■ Task ■
Write the next part of the farm newsletter below, picking up after its last sentence.

---------- Passage ----------

I’m not sure what will happen at this point, but I’m proceeding with ordering seeds and fertilizer, and planning crop extensions for next spring, just in case we have a super soggy spring again and can’t plant until June. The one sure thing is that we don’t seem to have reliable seasons lately, so I am planning for the worst scenario and have some tricks up my sleeve. I’ve learned a few things in the 20+ years I’ve been farming.

Thanksgiving Turkeys:

Thanksgiving is coming up, and I have 10 turkeys still available. Their butcher date is Monday, the 21st, so they’ll be available for fresh pick up either Tuesday or Wednesday before the big day. $10 per pound, and I expect most to be 9-15 pounds, with one big boy that will be much larger. A $50 deposit will hold your bird, and will be subtracted from the total balance at pickup. (You may remember that I hatched the turkeys in an incubator in my office in early spring, and the eggs were laid by my own breeding stock. It was very exciting!)

Turkey Time! I have 10 left!

2023 CSA Enrollment

To close, I’m including the link to the Barn2Door store here. 2023 CSA shares are open to all (Spring is sold out, but plenty of Summer and Winter Shares are available).

Hard to believe that I’ll be starting the earliest crops for 2023 in just a month or so!

Brussels Sprouts are looking good for December!

Have a great week, and happy rain!

Shelley

Summer Week 14. Every Extra Sunny Day Counts

The Equinox. That time when we really notice that the days are getting shorter, and can no longer deny it. It’s my favorite time of year, aside from the excitement of starting the first seeds in January, or eating the first Sugarsnap of the year. I love cool, rainy fall weather, sweaters and swirling leaves, and splashing in puddles. But this year, because we got started six weeks late in spring, I’m grateful for every extra sunny day and non-freezing night. Every warm afternoon pushes all the crops to grow and ripen just a little bit faster than they would on a cloudy day. Every heat unit of each day counts now. Frost could happen at any time.

---------- Entries ----------

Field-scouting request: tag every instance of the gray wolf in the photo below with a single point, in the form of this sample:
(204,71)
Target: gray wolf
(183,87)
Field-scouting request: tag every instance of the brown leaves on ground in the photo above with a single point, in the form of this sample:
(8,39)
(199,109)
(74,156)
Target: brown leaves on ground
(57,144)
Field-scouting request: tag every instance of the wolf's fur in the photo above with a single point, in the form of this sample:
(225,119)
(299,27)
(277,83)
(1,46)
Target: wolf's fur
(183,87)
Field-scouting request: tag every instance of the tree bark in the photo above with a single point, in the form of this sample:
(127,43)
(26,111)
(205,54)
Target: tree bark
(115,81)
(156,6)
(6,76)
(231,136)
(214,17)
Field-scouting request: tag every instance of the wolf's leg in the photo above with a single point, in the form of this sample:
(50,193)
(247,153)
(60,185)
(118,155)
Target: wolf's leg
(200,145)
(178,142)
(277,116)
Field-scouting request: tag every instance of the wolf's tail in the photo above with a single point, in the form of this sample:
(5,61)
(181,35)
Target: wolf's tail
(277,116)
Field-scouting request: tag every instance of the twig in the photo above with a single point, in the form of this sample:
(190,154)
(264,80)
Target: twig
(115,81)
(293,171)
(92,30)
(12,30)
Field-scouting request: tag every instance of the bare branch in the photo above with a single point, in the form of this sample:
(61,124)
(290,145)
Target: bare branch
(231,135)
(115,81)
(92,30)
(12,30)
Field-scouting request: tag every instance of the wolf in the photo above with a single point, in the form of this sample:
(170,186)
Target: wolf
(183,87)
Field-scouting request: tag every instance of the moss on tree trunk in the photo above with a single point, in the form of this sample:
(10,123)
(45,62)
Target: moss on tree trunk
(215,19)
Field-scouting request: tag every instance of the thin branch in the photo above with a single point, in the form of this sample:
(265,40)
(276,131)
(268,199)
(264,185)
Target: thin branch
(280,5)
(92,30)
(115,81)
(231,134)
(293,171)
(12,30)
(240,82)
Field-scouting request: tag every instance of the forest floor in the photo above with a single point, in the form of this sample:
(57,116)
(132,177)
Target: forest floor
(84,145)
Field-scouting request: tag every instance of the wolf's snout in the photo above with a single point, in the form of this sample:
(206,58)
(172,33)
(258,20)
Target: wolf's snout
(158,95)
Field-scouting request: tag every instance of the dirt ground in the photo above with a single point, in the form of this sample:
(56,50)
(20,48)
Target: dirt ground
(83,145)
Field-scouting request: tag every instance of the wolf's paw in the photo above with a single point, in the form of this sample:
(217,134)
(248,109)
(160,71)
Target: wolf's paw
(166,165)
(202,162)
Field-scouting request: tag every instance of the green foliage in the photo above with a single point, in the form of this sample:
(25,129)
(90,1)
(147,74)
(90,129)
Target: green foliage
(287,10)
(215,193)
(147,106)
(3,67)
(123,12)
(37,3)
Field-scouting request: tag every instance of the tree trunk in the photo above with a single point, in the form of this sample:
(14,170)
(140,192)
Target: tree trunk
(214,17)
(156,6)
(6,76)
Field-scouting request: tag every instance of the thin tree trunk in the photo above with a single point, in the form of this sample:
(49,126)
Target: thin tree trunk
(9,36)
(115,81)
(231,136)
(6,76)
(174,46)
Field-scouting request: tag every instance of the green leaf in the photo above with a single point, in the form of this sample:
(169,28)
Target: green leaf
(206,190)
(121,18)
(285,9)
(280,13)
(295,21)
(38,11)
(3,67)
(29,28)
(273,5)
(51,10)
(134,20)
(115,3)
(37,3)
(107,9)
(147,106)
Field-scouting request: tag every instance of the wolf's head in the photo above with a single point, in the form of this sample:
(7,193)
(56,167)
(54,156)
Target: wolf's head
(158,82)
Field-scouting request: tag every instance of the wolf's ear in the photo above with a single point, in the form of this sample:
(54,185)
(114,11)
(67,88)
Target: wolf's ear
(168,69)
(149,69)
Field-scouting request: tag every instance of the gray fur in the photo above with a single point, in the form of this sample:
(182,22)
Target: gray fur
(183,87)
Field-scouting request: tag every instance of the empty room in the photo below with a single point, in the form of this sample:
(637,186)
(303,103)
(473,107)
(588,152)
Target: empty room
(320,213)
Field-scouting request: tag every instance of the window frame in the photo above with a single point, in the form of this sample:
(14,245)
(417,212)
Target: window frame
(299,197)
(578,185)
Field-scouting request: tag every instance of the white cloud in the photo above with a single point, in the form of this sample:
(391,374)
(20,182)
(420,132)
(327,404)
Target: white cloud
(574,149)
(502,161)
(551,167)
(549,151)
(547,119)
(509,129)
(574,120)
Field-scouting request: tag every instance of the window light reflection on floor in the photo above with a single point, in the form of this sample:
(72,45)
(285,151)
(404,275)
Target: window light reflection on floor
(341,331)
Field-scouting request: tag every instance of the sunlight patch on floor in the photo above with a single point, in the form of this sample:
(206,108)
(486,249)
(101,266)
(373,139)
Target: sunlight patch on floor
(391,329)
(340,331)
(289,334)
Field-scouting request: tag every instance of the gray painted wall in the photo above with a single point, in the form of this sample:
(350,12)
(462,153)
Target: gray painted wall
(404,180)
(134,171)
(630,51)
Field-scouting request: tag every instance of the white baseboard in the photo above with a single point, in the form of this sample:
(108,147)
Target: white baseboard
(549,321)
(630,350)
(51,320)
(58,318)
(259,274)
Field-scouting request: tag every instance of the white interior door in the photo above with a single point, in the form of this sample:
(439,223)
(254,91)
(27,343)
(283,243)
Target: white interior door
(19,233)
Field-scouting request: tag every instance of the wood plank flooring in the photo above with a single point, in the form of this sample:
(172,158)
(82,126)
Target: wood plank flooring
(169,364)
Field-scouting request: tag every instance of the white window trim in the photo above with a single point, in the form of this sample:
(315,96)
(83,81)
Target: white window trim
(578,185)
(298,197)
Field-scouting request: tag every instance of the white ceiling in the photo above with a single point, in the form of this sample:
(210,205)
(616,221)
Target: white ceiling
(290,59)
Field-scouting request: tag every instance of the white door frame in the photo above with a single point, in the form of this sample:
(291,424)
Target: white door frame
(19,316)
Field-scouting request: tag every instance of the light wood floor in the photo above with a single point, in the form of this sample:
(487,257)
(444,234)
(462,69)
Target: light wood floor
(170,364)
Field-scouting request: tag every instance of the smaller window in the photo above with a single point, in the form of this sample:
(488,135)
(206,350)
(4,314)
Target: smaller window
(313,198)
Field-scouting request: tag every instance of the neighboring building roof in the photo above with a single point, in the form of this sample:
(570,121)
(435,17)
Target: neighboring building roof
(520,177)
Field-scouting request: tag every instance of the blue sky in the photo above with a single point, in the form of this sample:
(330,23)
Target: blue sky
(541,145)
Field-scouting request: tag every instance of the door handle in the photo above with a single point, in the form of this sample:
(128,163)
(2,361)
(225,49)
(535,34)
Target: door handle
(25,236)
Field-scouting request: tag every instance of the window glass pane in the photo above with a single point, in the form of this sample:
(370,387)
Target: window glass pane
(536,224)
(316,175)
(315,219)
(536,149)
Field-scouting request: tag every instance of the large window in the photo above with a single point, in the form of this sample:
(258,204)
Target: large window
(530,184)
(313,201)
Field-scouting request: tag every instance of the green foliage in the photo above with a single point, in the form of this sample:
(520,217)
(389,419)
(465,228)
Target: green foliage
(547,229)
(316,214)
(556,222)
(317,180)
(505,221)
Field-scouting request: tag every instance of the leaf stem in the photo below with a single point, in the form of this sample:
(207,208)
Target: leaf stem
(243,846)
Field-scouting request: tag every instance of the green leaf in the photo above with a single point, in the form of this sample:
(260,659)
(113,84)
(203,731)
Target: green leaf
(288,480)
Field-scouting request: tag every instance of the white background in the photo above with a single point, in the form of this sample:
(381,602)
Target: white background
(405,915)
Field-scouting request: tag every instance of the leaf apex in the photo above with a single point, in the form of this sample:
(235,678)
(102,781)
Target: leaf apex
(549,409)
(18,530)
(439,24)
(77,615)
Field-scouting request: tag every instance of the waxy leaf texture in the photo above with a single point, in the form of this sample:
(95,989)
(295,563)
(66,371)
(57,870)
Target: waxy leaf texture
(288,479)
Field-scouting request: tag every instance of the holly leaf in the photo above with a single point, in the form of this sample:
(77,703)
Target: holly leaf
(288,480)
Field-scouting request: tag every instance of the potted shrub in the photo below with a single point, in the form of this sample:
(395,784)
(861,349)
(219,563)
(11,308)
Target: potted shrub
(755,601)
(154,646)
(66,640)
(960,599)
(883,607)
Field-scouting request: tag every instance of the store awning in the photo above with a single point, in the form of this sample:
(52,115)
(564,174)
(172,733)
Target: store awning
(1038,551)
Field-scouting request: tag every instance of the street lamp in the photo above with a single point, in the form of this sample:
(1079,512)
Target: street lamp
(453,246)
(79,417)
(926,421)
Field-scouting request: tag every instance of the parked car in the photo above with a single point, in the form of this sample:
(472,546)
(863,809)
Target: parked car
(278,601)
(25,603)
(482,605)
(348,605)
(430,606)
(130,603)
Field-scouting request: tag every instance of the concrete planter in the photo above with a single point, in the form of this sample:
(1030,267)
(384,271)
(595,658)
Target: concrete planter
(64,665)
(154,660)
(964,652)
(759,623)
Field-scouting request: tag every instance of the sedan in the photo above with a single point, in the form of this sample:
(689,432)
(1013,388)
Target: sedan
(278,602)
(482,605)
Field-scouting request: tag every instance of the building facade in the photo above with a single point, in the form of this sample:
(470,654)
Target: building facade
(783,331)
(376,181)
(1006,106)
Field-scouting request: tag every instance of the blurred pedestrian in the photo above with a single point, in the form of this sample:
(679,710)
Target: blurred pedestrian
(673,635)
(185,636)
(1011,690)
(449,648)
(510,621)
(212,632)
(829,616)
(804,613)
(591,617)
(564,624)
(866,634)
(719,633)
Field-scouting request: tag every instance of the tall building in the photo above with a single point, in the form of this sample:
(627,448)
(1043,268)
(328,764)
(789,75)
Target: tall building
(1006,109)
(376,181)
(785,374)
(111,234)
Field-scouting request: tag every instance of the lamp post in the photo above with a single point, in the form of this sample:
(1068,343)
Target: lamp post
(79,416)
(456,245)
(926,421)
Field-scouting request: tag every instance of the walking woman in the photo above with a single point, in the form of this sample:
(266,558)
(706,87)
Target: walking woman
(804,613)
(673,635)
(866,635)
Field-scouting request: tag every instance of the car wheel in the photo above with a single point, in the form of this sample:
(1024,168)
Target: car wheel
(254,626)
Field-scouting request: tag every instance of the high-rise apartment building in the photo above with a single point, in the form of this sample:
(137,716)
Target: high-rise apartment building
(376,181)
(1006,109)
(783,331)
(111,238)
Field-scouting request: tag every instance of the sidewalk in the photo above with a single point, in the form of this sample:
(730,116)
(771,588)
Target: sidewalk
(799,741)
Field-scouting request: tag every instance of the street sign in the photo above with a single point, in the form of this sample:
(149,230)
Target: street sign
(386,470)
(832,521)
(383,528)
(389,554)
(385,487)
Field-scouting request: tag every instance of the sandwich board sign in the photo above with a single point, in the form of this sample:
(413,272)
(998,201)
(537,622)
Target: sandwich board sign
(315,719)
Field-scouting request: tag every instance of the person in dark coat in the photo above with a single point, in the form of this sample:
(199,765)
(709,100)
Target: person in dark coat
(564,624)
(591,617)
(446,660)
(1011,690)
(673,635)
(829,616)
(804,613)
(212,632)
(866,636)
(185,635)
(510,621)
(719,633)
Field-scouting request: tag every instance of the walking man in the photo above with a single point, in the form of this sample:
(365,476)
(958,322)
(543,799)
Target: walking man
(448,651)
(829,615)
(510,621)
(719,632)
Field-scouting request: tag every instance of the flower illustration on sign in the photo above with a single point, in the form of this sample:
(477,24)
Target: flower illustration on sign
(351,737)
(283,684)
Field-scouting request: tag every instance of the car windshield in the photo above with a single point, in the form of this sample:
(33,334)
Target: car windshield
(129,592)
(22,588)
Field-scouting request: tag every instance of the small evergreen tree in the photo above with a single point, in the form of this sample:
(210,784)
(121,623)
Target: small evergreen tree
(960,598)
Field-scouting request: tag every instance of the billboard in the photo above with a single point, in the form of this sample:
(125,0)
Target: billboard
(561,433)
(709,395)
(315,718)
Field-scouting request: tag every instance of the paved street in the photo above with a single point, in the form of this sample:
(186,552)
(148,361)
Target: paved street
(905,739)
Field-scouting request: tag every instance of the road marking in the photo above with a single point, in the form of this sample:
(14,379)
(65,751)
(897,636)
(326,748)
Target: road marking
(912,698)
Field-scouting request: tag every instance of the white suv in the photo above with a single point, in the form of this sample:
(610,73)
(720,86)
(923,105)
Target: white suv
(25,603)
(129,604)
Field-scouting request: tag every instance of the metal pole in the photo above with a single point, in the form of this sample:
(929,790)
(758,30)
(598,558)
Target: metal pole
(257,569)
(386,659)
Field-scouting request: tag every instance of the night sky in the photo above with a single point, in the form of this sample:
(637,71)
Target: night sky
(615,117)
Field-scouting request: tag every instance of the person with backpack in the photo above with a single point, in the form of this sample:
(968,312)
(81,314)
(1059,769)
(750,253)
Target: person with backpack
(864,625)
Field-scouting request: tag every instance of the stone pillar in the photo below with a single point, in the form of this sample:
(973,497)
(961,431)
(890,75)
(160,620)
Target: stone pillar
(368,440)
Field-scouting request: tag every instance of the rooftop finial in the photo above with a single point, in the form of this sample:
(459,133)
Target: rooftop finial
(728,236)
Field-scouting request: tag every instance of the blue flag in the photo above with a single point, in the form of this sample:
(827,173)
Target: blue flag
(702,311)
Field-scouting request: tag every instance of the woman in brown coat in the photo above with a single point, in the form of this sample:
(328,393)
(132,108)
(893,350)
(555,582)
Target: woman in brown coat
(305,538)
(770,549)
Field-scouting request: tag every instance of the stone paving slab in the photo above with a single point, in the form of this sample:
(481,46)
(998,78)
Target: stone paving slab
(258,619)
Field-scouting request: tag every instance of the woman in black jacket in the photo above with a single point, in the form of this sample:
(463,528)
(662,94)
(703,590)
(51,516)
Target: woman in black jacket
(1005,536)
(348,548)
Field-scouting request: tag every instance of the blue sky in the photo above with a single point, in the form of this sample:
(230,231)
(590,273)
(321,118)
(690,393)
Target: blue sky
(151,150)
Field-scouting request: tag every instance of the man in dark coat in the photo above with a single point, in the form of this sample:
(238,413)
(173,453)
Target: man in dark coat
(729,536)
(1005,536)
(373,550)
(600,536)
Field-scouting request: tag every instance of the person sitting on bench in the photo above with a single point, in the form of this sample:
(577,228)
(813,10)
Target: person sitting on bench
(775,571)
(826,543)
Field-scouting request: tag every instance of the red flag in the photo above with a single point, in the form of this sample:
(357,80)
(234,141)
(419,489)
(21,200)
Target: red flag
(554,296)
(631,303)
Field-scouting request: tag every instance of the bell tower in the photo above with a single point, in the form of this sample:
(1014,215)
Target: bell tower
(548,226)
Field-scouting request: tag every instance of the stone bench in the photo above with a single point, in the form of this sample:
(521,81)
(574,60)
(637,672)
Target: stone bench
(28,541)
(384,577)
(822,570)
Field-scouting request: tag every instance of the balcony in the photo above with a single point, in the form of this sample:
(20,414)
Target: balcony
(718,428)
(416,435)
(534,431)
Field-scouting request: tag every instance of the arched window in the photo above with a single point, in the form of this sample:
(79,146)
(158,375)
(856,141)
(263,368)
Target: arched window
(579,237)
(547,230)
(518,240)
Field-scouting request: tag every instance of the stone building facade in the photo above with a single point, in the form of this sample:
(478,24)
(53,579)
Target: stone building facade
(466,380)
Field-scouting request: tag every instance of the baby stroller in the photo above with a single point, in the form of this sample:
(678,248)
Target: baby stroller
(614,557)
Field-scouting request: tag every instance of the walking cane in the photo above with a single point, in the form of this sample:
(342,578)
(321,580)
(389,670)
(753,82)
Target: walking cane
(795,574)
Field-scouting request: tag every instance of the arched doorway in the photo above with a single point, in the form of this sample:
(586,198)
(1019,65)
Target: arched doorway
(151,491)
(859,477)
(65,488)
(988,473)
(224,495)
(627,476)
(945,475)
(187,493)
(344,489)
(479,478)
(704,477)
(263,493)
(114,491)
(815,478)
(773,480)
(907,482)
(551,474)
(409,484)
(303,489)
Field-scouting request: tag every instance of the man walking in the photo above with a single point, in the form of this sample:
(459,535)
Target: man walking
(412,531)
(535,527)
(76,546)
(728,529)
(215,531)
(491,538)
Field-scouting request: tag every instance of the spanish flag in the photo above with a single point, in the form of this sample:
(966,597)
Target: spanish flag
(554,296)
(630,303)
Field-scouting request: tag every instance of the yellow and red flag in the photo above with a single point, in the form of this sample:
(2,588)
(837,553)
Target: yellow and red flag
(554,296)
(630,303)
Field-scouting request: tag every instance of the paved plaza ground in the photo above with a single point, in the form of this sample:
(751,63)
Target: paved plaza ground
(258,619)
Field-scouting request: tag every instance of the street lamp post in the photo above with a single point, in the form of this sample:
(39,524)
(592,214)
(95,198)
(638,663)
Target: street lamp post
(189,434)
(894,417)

----------

■ Reply to the exercise ■
Fall crops are coming on as the tomatoes wind down. This year’s tomato crop was mind-blowing, though! I’ve never had that kind of production, and I’ll definitely be using the same new tricks I used this year in 2023! The peppers will continue to ripen for several more weeks… there was one year that I kept picking peppers until Thanksgiving! Zucchini and cucumbers will soon be making way for their cousins, the hard squashes, including Honey Bear and Delicata and Spaghetti. Hopefully the rest will ripen up in these last warm days!

One of the final bouquets of 2022: Hollyhocks, Hyssop, Sunflowers, Verbena, and Statice.

The cut-flower garden is finished for the year, and bouquet subscriptions will finish up this week. That’s six weeks earlier than planned, but we also got started six weeks later. Credits will be coming to those who purchased bouquet subscriptions to make up for the shortfall. We’ve learned an awful lot, and will be expanding and focusing more on the flower block of the farm.

Fall migration season has begun, and as the Osprey and Warblers depart for the south and Golden Crowned Sparrows and Coopers Hawks return for winter, so will the Vultures of the Pumpkin Patch begin to appear. Keep your binoculars handy, they’ll be here any day! There are a lot of pumpkins out there, and hopefully they’ll get the chance to turn orange! But I’ve carved my share of green pumpkins; they can be just as spooky.

Salad turnips are wandering out of their protective cover. This breathable fabric keeps insects like Flea Beetles and Cabbage Root Maggots from eating the turnips before you do.

We finished planting two weeks ago, and now we do maintenance; the final cultivations, a little irrigation, and a lot of harvesting. We’re getting as much cleaned up as possible in preparation for next year, and cover crops will be sown as soon as we get our first rain. We’ve made adjustments and are planning ahead so that we can get the higher parts of the farm planted early next year, even if it’s as wet as this spring was.

This patch of baby bok choy is looking pretty! We should be starting to harvest in early October.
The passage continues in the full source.